SUPPLIED DATA:
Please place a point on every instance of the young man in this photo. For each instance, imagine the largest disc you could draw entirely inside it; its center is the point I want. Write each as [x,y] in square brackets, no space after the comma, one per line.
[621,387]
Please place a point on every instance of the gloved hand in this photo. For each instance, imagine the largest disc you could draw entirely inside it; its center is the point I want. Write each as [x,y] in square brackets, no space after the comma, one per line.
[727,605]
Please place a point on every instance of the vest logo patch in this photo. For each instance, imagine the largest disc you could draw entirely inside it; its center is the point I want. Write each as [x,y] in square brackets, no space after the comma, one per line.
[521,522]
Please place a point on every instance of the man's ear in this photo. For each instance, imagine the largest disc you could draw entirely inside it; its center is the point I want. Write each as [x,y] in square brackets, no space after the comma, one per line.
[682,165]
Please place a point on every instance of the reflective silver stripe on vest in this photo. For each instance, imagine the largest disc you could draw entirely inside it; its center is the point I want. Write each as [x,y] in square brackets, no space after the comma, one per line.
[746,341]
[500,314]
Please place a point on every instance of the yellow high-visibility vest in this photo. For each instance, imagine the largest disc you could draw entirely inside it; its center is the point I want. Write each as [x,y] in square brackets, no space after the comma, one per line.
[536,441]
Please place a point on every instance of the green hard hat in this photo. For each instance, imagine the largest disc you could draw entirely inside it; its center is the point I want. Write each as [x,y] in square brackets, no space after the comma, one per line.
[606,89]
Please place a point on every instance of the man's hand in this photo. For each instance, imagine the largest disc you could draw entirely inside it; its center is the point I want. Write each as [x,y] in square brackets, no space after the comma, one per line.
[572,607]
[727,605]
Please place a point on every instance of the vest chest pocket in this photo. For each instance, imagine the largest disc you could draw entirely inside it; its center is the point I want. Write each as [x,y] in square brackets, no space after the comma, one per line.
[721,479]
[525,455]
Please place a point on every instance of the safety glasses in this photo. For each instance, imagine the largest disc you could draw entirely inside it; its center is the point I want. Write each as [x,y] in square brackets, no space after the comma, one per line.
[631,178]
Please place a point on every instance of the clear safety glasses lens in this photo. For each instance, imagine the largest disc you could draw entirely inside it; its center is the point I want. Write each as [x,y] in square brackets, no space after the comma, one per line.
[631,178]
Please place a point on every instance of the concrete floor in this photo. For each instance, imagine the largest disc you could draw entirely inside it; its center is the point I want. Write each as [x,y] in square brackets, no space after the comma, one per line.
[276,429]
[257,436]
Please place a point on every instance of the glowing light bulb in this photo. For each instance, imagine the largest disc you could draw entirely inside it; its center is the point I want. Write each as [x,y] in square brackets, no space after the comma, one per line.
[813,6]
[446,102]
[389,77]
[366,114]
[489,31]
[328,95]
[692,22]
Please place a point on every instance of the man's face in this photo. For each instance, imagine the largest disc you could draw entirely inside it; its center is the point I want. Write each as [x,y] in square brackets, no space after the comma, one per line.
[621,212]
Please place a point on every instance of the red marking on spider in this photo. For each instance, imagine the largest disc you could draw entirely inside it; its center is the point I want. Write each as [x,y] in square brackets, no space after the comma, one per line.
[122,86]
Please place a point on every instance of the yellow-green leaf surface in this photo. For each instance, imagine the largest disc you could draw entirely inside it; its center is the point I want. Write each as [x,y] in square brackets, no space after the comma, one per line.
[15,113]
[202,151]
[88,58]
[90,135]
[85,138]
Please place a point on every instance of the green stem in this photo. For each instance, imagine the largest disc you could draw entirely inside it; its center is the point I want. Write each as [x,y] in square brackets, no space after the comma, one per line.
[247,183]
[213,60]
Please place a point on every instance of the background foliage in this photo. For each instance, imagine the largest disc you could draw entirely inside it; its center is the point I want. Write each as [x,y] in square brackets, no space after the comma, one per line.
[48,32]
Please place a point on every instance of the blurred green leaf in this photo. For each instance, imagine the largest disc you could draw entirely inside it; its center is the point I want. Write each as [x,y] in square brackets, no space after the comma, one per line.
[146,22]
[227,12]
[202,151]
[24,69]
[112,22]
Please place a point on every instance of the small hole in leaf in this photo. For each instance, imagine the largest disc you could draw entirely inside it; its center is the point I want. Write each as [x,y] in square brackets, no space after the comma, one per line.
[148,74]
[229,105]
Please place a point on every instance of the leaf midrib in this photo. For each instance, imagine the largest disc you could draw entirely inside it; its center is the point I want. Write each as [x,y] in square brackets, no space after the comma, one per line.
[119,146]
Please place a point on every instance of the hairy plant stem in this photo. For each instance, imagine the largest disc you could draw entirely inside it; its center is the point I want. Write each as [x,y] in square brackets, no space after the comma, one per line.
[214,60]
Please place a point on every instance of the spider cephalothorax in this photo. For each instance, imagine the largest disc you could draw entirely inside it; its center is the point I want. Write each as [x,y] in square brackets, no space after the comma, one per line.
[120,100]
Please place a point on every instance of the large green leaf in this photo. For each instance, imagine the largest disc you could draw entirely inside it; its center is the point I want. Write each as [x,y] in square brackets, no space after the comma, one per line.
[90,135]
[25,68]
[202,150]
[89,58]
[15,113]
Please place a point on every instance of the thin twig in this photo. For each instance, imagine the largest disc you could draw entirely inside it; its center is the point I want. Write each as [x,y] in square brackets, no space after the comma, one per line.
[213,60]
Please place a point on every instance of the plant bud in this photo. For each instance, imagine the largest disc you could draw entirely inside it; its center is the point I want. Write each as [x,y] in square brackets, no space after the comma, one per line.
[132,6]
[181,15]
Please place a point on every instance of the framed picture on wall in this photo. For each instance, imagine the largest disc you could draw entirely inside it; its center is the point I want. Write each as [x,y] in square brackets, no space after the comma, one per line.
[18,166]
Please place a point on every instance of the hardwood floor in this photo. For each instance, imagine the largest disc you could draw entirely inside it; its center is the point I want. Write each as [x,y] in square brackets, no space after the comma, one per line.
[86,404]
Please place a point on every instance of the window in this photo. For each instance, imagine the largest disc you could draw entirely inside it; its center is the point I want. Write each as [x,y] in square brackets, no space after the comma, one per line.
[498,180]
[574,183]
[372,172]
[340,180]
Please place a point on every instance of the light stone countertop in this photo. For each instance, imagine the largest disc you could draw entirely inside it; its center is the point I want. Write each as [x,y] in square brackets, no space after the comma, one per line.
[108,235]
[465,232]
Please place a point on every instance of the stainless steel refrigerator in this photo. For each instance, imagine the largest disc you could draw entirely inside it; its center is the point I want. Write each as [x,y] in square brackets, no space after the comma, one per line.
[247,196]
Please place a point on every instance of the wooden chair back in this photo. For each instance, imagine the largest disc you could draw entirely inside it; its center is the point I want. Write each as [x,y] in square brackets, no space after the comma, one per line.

SHORT PROBLEM: Repeat every line of the material exactly as given.

ANSWER TO THE EXERCISE:
Please place a point on every instance of the young man in this photo. For each instance, imagine the largest disc you could draw entirely inside it; its center is the point I want. Write each as [x,y] in square brackets, no space after the comma, one per line.
[621,387]
Please place a point on every instance of the gloved hand in this photo. For each instance, imagine the largest disc you could draw entirely inside it; its center is the point I want. Write each as [x,y] in square brackets, no space after the comma, one per line.
[727,605]
Please place a point on every instance of the vest logo patch in this photo. For each instance, imagine the largest disc you could draw entirely inside it; its center is the point I want. Write each as [x,y] in square brackets, no space after the comma, one per line.
[521,522]
Please place a point on every instance of the man's ear in this photo. For each instance, imagine the largest disc you could draw entirely inside it; its center is the point I want. Write each as [x,y] in square brackets, no space after the comma, one per line.
[682,165]
Please place a point on every instance of the reflective silver stripe on vest in this photo. For each instance, imagine the largest disc you could draw entirely inside it; its center is the point I want. Write each as [x,y] in square brackets, no space after the comma, one per line.
[746,341]
[500,314]
Please place a point on every instance of the yellow high-visibility vest in this photo. For each instance, imagine the largest disc you could draw entirely inside it; its center is the point I want. Write each as [x,y] in square brackets, no space after the comma, one per line.
[536,441]
Please place a point on every instance of the green hard hat in this photo. For each instance, imagine the largest disc you could draw entirely inside it; its center is the point I want. Write each as [x,y] in square brackets, no space after the comma, one per line.
[606,89]
Please place a point on every instance of the man's hand in this photo. For each instance, imagine the largest disc you could draw entirely inside it; its center is the point I want. Write each as [x,y] in square brackets, no space after the comma, one per line.
[572,607]
[727,605]
Please place a point on every instance of the vest chest pocket in this photo. For each instance, imagine the largest disc you could draw entirely inside it; its center is the point I want. Write each as [x,y] in square brackets, no space after the comma, one per line.
[721,479]
[525,455]
Please place a point on every instance of the safety glasses in this photo. For each instance, imagine the largest disc you could draw entirely inside it; its center is the point I want. Write each as [x,y] in square brackets, no space after the comma, one per line.
[631,178]
Please place a point on every instance of the clear safety glasses lens in this photo. For each instance, imagine the largest disc you could draw entirely inside it; its center is the point I want. Write each as [x,y] in square brackets, no space after the comma, one per line.
[631,178]
Please place a point on every instance of the concrete floor in this photo. For each instance, imagine the largest disc you could draw entirely inside it; its center is the point I want. Write each as [x,y] in square brackets, no space after the comma, one per line.
[276,429]
[257,436]
Please place a point on every instance of the glowing light bulb in this photo. For each instance, imagine the largest disc you could draw entirely inside it; its center is the point I want. Write each as [x,y] in square brackets, no space after the comma, one per line.
[813,6]
[446,102]
[389,77]
[366,114]
[489,31]
[328,95]
[692,22]
Please place a point on every instance of the man's face in this photo. For each instance, imagine the largest disc you could draw entirely inside it; its center is the point I want. Write each as [x,y] in square brackets, no space after the comma, one per line.
[621,212]
Please place a point on every instance of the red marking on spider in this photo. For each instance, imagine the largest disc you could draw entirely inside it; its center is the point I want. Write each as [x,y] in square brackets, no space after the comma, one per line.
[122,86]
Please place a point on every instance of the yellow-green leaf surface in this photo. For each instance, imagine the largest disc you could draw entirely inside it; its center is the point I want. Write each as [x,y] in square brackets, no space after the comma, one per line.
[15,113]
[202,151]
[88,58]
[90,135]
[85,138]
Please place a point on every instance of the green stem in this photo. For each instance, imagine the largest disc you could draw entirely inside it; its center is the point I want. Write each as [x,y] in square brackets, no space after the comma, one per line.
[247,183]
[213,60]
Please place a point on every instance of the background foliage in this photo. For each instance, imagine the largest disc you could draw entirely inside it; its center is the point I want. Write each as [x,y] in square brackets, no space after the comma, one per line.
[48,32]
Please place a point on every instance of the blurred green leaf in this photo. For each instance, imagine the largest disc you could draw entirely inside it; its center is the point I want. Write each as [x,y] in square brackets, no space after the comma, one per line.
[146,22]
[227,12]
[202,151]
[24,69]
[112,22]
Please place a point on every instance of the small hole in leaf in this photo. For each instance, imagine the largest disc you could draw entirely inside it; its center is the point I want. Write each as [x,y] in square brackets, no space after the comma, one per line.
[148,74]
[229,105]
Please place a point on every instance of the leaf midrib in this photo. For each instance, imagine the largest disc you could draw entirely inside it; its center is the point I want. Write each as [x,y] in square brackets, no space after the comma, one per line.
[119,146]
Please place a point on every instance of the hairy plant stem in this photo. For each instance, imagine the largest disc you could draw entirely inside it; its center is the point I want. Write each as [x,y] in square brackets, no space after the comma, one per line.
[214,60]
Please place a point on every instance of the spider cephalothorax in this photo. For each instance, imagine the largest disc you could draw entirely inside it; its center is the point I want. Write each as [x,y] in square brackets, no space after the comma, one per line.
[120,100]
Please place a point on every instance of the large green leaf in this photo. For each instance, imagine the largest disc you could draw entirely inside it; its center is the point I want. Write each as [x,y] in square brackets, no space after the comma, one per line.
[90,135]
[25,68]
[202,150]
[89,58]
[15,113]
Please place a point on every instance of the thin twig in this photo. For each instance, imagine the largest disc you could draw entirely inside it; its center is the point I want. Write each as [x,y] in square brackets, no space after the comma, one per line.
[213,60]
Please place a point on every instance of the plant bud in this photo. For each instance, imagine the largest disc you could draw entirely inside it; its center is the point I want. Write each as [x,y] in square brackets, no space after the comma, one per line.
[132,6]
[181,15]
Please place a point on every instance of the framed picture on wall in this photo. For each instance, imagine the largest disc you could draw entirely inside it; its center is the point I want. Write each as [x,y] in square brackets, no space after the comma, one per line.
[18,166]
Please place a point on every instance of the hardwood floor in this photo. For each instance, imagine the largest disc you could draw entirely inside it; its center is the point I want. Write each as [x,y] in square brackets, no space after the comma, one per line.
[86,404]
Please place a point on every instance of the window in this photo. For each instance, imagine the largest disc you could draw entirely inside it; its center is the point I want. Write each as [x,y] in square brackets, no space after the comma, one per line.
[498,180]
[574,183]
[372,172]
[340,180]
Please place a point on every instance of the light stone countertop in this photo. For each instance, imagine the largest disc you could draw entirely inside it; its center is the point I want. Write each as [x,y] in square brackets, no space after the comma, one per line.
[108,235]
[465,232]
Please place a point on every instance of the stainless steel refrigerator in this photo. For each instance, imagine the largest disc you could draw entirely inside it; its center is the point I want. Write each as [x,y] in square brackets, no space after the comma, one per line.
[247,196]
Please place a point on every instance of the wooden chair back in this photo. For each instance, imagine the largest disc you could draw entirely inside it; its center is the point I want. Write each as [x,y] in square brackets, no space after the comma, one per line.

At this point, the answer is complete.